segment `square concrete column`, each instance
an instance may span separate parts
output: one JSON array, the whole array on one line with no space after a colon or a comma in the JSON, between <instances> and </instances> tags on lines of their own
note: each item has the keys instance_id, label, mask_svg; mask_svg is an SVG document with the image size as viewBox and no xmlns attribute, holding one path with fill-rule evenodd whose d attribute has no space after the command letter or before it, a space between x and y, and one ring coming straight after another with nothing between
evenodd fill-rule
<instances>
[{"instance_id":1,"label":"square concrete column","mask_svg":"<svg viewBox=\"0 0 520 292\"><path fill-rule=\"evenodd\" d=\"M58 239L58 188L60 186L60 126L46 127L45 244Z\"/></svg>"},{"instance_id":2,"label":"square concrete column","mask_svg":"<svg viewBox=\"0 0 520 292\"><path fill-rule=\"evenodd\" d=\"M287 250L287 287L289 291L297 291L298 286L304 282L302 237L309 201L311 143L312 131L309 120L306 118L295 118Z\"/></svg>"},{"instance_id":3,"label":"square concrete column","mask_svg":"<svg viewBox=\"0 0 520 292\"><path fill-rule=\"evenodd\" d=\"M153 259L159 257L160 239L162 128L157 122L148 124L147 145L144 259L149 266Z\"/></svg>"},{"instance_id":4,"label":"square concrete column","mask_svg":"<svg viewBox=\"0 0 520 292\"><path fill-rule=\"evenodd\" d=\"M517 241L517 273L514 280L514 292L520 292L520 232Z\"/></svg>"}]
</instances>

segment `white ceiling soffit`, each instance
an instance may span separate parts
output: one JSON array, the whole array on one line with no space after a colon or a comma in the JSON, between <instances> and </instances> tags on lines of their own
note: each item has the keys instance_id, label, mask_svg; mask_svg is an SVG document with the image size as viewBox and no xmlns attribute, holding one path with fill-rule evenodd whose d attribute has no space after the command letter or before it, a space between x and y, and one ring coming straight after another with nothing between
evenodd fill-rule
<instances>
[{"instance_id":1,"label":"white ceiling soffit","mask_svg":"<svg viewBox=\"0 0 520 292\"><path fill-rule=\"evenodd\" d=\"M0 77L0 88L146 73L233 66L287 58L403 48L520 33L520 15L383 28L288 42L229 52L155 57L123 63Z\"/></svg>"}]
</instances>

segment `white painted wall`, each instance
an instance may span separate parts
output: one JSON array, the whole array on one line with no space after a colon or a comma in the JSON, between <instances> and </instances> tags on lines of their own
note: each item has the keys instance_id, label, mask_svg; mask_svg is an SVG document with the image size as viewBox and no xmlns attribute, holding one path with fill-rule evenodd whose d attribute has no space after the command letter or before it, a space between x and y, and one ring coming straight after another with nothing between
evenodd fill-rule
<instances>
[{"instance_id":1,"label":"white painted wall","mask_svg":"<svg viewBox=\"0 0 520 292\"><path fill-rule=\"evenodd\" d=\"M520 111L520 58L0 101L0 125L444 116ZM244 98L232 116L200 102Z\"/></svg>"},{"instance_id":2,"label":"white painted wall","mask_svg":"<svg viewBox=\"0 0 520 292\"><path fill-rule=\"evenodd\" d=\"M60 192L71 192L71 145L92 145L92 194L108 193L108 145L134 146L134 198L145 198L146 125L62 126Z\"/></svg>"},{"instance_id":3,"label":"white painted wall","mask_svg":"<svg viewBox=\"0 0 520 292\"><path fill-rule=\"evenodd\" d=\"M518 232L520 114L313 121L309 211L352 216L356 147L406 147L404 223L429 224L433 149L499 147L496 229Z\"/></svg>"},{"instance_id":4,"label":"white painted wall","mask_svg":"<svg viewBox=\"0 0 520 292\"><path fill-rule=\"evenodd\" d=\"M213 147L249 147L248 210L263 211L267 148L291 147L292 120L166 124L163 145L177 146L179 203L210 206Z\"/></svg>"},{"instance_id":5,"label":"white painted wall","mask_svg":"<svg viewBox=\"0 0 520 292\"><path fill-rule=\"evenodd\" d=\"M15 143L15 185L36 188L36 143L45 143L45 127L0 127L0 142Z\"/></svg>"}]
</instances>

» **WRITTEN INSTRUCTION**
Pull out each line of the records above that contains the string "soffit", counting only matches with the same letter case.

» **REPLY**
segment `white ceiling soffit`, each instance
[{"instance_id":1,"label":"white ceiling soffit","mask_svg":"<svg viewBox=\"0 0 520 292\"><path fill-rule=\"evenodd\" d=\"M0 77L0 88L146 73L233 66L287 58L403 48L520 33L520 15L383 28L288 42L229 52L155 57L123 63Z\"/></svg>"}]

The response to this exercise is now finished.